• **DESCRIPTION OF THE TASK**
The listing below must be returned in full and unchanged, without the images it carries.

··· PROVIDED INFORMATION ···

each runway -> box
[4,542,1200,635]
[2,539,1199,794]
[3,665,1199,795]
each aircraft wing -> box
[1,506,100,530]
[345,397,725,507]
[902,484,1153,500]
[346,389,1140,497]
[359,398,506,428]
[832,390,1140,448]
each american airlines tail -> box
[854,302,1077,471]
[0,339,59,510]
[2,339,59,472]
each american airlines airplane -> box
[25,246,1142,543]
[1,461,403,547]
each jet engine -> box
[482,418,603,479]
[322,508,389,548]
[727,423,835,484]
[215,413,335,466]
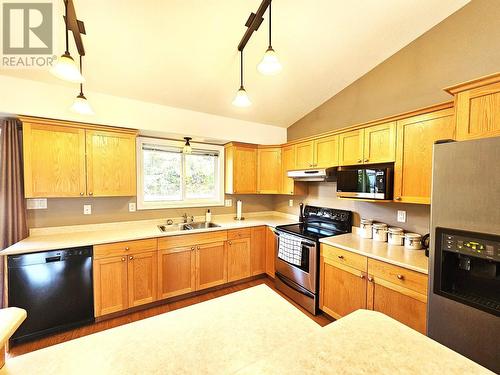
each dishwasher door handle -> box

···

• **TASK OUTPUT**
each runway -> box
[4,542,1200,635]
[2,539,1199,794]
[3,665,1199,795]
each aircraft wing -> box
[1,506,100,530]
[345,397,725,507]
[902,484,1153,500]
[346,389,1140,497]
[359,398,506,428]
[832,390,1140,448]
each american airlines tail -> box
[854,302,1077,471]
[0,339,59,510]
[2,339,59,472]
each american airlines airplane -> box
[25,246,1142,543]
[1,461,403,547]
each jet engine -> box
[482,418,603,479]
[322,508,389,548]
[727,423,835,484]
[215,413,335,466]
each dishwasher door handle -> box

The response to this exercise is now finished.